**Task instructions**: Reproduce the stretch of the listing from its start through the line containing "(1242, 444)", keeping each line identical and including both ends. Omit the pictures from your answer.

Excerpts from the pointing data:
◆ ◆ ◆ ◆ ◆

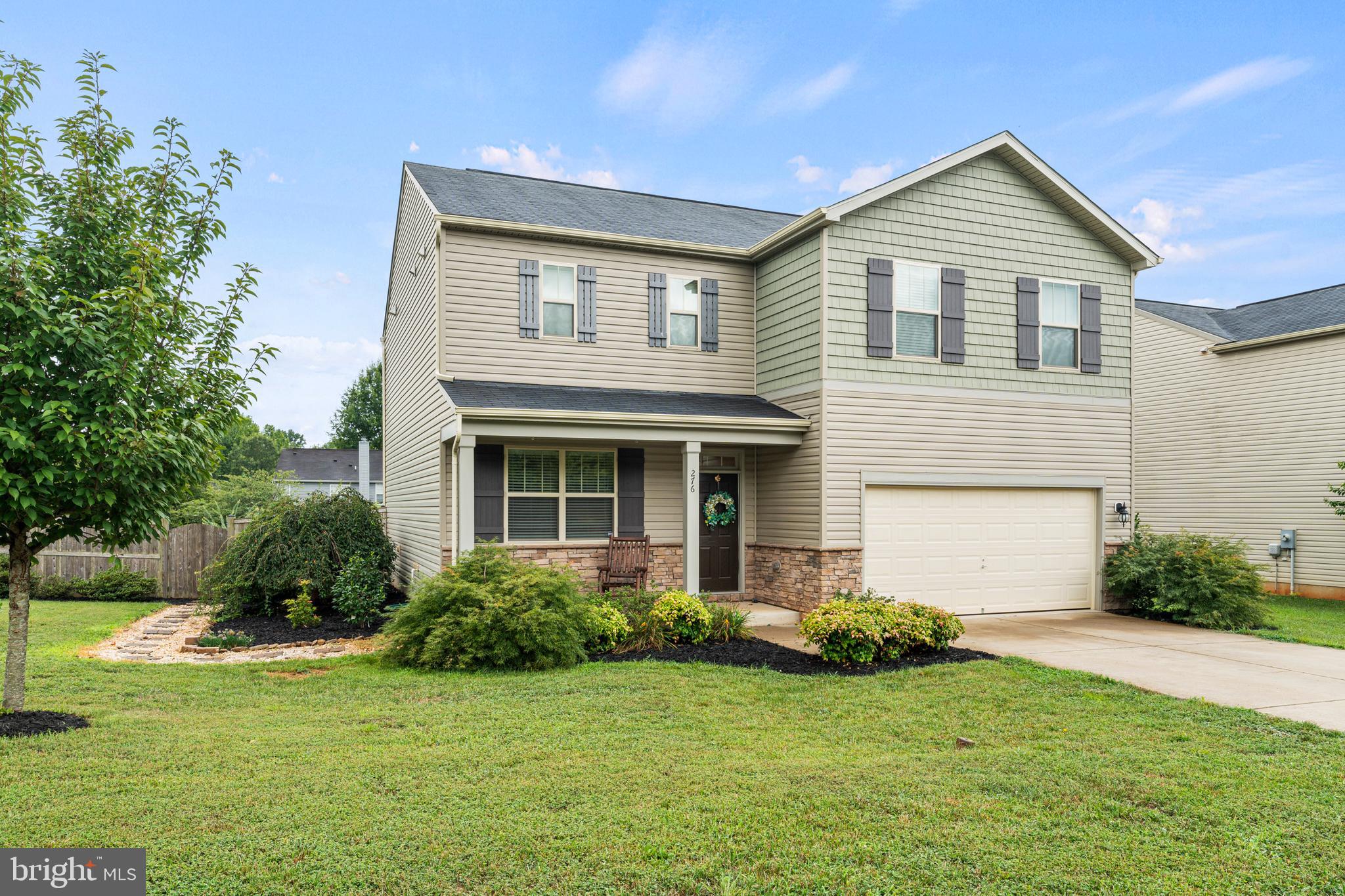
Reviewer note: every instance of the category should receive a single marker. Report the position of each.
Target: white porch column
(466, 467)
(692, 516)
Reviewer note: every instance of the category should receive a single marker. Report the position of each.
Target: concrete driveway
(1290, 680)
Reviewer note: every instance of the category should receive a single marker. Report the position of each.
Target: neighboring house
(1241, 423)
(923, 389)
(330, 471)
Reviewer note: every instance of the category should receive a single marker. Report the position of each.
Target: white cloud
(682, 77)
(1219, 88)
(303, 385)
(864, 178)
(522, 160)
(1238, 81)
(803, 172)
(810, 95)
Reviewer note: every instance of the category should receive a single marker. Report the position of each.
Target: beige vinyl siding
(481, 319)
(904, 430)
(414, 408)
(789, 291)
(985, 218)
(790, 482)
(1242, 444)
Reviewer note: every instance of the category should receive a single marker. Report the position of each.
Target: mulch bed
(764, 654)
(38, 721)
(277, 629)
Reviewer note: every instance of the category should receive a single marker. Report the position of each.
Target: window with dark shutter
(880, 308)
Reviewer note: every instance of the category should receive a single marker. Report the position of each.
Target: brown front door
(720, 543)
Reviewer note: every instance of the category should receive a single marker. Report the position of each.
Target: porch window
(560, 496)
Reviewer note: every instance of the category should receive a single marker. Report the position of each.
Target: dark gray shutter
(658, 310)
(527, 300)
(954, 326)
(880, 308)
(1090, 330)
(1029, 320)
(588, 304)
(490, 492)
(630, 492)
(709, 314)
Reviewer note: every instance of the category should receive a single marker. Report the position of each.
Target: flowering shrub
(866, 628)
(1195, 580)
(685, 614)
(607, 628)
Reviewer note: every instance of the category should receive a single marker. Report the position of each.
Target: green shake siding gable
(985, 218)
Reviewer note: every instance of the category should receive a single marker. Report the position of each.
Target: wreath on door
(720, 509)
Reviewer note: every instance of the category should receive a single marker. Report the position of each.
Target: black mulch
(277, 629)
(758, 653)
(38, 721)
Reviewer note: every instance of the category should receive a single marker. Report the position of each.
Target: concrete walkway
(1290, 680)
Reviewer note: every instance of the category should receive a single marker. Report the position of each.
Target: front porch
(552, 472)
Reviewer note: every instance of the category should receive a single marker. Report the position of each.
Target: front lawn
(346, 777)
(1305, 620)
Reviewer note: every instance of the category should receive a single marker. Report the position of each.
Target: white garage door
(974, 550)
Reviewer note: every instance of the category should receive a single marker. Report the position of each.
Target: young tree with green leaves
(115, 381)
(361, 413)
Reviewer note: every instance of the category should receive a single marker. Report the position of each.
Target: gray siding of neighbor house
(789, 305)
(414, 408)
(481, 319)
(1243, 444)
(985, 218)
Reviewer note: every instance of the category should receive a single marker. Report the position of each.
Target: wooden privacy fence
(174, 561)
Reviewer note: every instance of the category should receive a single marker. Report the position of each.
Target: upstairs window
(1059, 324)
(915, 304)
(557, 301)
(684, 312)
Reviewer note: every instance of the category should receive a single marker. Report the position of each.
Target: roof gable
(1039, 174)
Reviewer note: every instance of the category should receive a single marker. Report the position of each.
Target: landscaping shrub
(491, 612)
(685, 614)
(728, 624)
(120, 584)
(291, 540)
(54, 587)
(228, 639)
(866, 628)
(299, 609)
(359, 591)
(607, 628)
(1195, 580)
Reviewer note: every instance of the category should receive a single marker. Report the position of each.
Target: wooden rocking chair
(627, 563)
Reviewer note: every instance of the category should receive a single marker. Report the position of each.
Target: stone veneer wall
(801, 578)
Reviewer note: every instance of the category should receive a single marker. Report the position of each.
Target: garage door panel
(977, 550)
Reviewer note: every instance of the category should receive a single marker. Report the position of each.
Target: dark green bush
(1195, 580)
(359, 591)
(54, 587)
(292, 540)
(491, 612)
(120, 584)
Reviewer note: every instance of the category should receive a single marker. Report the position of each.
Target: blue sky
(1214, 131)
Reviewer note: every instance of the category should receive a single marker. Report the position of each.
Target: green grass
(662, 778)
(1305, 620)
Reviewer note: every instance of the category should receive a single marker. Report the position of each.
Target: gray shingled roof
(531, 200)
(1258, 320)
(330, 465)
(619, 400)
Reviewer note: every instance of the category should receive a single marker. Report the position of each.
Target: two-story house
(923, 389)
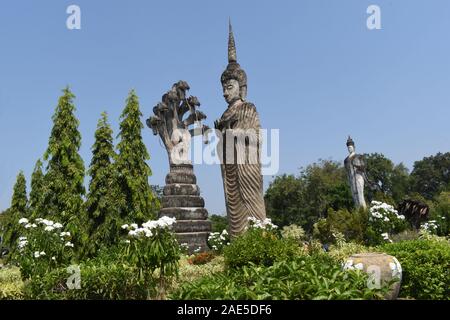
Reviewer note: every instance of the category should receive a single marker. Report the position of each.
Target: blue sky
(314, 71)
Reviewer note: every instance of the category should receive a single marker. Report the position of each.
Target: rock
(381, 267)
(181, 200)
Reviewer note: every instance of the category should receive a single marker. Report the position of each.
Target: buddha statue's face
(231, 91)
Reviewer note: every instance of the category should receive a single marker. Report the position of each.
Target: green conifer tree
(101, 204)
(133, 172)
(37, 185)
(18, 209)
(63, 182)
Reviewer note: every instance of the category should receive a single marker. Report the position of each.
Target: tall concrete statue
(356, 171)
(239, 148)
(173, 117)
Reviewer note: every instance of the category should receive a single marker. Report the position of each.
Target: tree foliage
(302, 200)
(133, 172)
(64, 179)
(18, 209)
(37, 187)
(103, 221)
(393, 180)
(431, 175)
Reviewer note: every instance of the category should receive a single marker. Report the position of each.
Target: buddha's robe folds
(241, 170)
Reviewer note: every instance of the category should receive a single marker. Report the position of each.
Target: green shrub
(294, 232)
(303, 277)
(43, 246)
(99, 280)
(440, 212)
(426, 267)
(344, 251)
(11, 285)
(383, 222)
(259, 247)
(351, 224)
(190, 272)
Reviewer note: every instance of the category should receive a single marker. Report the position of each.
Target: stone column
(181, 200)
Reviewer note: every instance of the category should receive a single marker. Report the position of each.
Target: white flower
(47, 222)
(22, 244)
(348, 265)
(359, 266)
(148, 233)
(132, 233)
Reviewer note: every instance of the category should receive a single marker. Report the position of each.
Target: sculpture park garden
(359, 228)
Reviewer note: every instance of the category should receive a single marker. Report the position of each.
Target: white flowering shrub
(153, 247)
(218, 240)
(43, 245)
(295, 232)
(429, 227)
(384, 221)
(265, 224)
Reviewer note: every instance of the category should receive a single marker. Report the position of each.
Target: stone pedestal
(181, 200)
(382, 269)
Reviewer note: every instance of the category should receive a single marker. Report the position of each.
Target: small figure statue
(356, 171)
(240, 158)
(181, 196)
(168, 122)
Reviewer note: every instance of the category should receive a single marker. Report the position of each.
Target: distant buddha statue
(357, 177)
(240, 158)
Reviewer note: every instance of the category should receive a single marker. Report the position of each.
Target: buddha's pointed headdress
(350, 142)
(233, 70)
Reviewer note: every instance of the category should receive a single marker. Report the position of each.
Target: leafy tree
(103, 221)
(133, 172)
(63, 181)
(393, 180)
(158, 191)
(284, 199)
(431, 175)
(17, 210)
(37, 187)
(302, 200)
(219, 223)
(440, 212)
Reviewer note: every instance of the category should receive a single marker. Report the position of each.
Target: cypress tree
(133, 172)
(18, 209)
(101, 204)
(37, 184)
(63, 182)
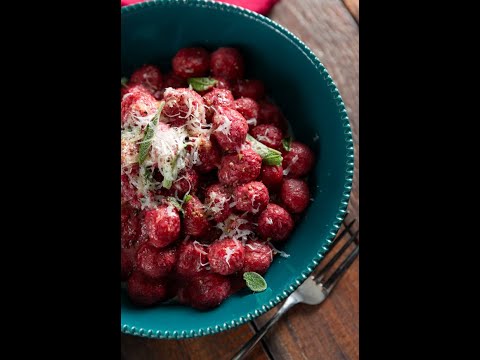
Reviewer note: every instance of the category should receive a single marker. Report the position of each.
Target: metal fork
(313, 291)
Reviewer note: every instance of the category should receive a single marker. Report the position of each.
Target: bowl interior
(152, 33)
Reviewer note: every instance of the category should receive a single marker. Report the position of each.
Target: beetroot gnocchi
(210, 179)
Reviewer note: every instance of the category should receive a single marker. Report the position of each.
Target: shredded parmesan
(231, 228)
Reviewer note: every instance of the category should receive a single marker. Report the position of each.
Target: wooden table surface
(329, 331)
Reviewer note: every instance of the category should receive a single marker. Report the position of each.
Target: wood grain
(329, 331)
(221, 346)
(331, 33)
(353, 7)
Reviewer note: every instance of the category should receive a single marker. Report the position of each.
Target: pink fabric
(260, 6)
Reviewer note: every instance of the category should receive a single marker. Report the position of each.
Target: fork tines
(319, 276)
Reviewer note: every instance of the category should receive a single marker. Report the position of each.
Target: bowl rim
(342, 210)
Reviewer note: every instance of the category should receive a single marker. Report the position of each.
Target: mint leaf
(171, 200)
(287, 143)
(255, 281)
(269, 156)
(147, 138)
(202, 84)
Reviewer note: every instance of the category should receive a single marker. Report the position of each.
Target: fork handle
(245, 350)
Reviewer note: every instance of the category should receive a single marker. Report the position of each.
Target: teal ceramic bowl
(152, 32)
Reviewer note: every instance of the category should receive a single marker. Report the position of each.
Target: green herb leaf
(287, 143)
(255, 281)
(202, 84)
(148, 136)
(269, 156)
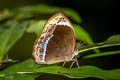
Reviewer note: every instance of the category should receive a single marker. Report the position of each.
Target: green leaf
(41, 9)
(102, 54)
(16, 76)
(112, 41)
(10, 35)
(36, 26)
(72, 14)
(82, 35)
(82, 72)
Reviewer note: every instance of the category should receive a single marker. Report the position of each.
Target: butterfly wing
(56, 43)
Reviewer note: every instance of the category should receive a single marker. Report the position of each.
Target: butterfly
(56, 43)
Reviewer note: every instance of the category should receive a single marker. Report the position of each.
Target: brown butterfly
(56, 43)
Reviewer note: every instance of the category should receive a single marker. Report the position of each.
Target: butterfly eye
(41, 50)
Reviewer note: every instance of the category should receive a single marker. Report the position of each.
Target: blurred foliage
(15, 23)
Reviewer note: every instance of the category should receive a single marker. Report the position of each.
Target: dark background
(99, 17)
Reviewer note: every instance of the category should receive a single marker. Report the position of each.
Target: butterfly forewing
(56, 43)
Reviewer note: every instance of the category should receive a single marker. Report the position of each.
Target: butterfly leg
(75, 60)
(63, 64)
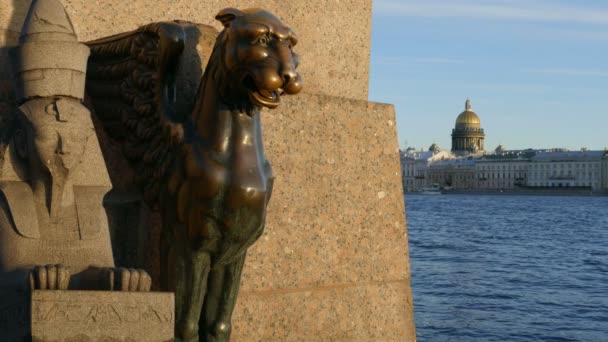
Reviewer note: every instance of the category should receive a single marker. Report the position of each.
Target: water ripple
(509, 268)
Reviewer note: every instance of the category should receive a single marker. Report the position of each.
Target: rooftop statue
(203, 167)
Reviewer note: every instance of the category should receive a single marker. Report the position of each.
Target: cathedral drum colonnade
(467, 136)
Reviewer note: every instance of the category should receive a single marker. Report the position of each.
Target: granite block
(364, 312)
(102, 316)
(333, 34)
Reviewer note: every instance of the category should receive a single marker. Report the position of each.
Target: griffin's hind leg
(222, 291)
(189, 294)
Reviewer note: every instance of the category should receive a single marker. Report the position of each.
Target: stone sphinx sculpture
(53, 227)
(203, 167)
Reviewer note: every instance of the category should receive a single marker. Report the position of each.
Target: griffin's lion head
(258, 56)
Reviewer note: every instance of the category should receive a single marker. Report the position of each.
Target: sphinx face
(56, 137)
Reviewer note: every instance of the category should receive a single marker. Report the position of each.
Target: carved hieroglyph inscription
(61, 315)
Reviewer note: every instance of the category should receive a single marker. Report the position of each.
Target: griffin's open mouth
(262, 97)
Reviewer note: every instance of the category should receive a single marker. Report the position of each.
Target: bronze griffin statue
(203, 168)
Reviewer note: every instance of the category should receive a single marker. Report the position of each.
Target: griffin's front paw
(221, 332)
(129, 279)
(50, 277)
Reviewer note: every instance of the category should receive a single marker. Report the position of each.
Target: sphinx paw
(50, 277)
(129, 279)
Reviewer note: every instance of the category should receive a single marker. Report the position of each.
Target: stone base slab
(102, 316)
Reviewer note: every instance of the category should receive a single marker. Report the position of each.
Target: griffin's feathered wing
(131, 84)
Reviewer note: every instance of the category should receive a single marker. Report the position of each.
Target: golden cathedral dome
(468, 117)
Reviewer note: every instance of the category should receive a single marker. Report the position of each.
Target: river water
(509, 268)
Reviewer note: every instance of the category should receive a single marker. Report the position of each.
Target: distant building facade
(567, 169)
(468, 166)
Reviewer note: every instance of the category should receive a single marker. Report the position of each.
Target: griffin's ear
(227, 15)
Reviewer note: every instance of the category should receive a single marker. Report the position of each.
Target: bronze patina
(203, 168)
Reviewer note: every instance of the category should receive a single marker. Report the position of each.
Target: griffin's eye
(262, 40)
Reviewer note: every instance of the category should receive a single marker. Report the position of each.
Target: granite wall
(335, 56)
(333, 262)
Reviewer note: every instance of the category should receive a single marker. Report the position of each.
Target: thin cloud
(395, 61)
(497, 9)
(570, 72)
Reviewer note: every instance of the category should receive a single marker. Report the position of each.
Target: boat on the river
(433, 189)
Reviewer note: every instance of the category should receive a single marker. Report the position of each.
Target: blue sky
(536, 70)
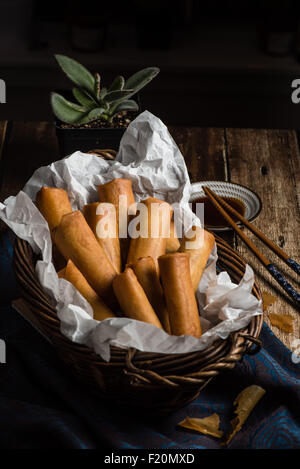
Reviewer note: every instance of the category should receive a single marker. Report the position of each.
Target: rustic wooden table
(267, 161)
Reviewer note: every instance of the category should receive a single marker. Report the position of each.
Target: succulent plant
(93, 100)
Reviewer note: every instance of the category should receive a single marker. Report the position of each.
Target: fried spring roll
(108, 236)
(198, 248)
(133, 299)
(146, 273)
(53, 203)
(179, 294)
(173, 243)
(74, 276)
(156, 223)
(119, 193)
(76, 241)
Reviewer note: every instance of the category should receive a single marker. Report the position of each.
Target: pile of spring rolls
(150, 278)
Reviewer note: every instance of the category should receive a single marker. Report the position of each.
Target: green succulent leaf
(117, 84)
(103, 92)
(84, 98)
(117, 95)
(96, 113)
(126, 105)
(141, 79)
(67, 111)
(77, 73)
(97, 85)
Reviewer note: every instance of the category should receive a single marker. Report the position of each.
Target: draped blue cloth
(43, 406)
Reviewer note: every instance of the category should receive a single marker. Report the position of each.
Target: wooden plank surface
(267, 161)
(31, 145)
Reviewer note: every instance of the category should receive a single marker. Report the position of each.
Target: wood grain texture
(203, 150)
(267, 161)
(31, 145)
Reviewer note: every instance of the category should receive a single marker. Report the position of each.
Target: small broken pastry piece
(207, 425)
(284, 322)
(76, 241)
(74, 276)
(132, 298)
(245, 403)
(173, 243)
(154, 224)
(146, 273)
(101, 218)
(53, 203)
(179, 294)
(198, 246)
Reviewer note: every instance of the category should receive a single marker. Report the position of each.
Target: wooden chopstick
(263, 259)
(285, 257)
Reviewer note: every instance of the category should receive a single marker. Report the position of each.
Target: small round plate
(249, 198)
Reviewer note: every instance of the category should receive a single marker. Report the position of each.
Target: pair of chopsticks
(223, 207)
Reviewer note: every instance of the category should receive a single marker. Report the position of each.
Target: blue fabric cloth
(43, 406)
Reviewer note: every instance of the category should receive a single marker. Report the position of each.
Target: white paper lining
(151, 159)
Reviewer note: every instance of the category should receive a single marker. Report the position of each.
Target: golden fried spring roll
(173, 242)
(53, 203)
(146, 273)
(179, 294)
(76, 241)
(74, 276)
(133, 299)
(156, 223)
(198, 247)
(109, 239)
(119, 192)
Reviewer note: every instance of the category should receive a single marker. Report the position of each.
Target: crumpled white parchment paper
(151, 159)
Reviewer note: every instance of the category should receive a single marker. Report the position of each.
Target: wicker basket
(157, 382)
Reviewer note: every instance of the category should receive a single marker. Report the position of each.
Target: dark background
(228, 63)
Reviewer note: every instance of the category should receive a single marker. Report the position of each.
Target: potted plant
(100, 115)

◆ ◆ ◆ ◆ ◆

**Solution to this exercise**:
Reviewer note: every instance of the category should receive a single marker. Report the position of each.
Target: white porch column
(466, 467)
(692, 516)
Reviewer note: every instance of the category should receive a single marker. Report the position of each.
Target: concrete driveway
(1290, 680)
Reviewer note: every instance of the category should receive a single marker. Report the position of each.
Target: neighboring house
(1241, 423)
(923, 389)
(330, 471)
Reviewer note: every instance of the category should receive a single marker. Report the position of each.
Target: white cloud
(682, 77)
(1219, 88)
(303, 385)
(864, 178)
(522, 160)
(1238, 81)
(803, 172)
(810, 95)
Reviewer note: every instance of the category should receive a single marker. Report the position of each.
Target: beige vinyl siding
(481, 319)
(904, 430)
(414, 408)
(789, 291)
(985, 218)
(790, 482)
(1242, 444)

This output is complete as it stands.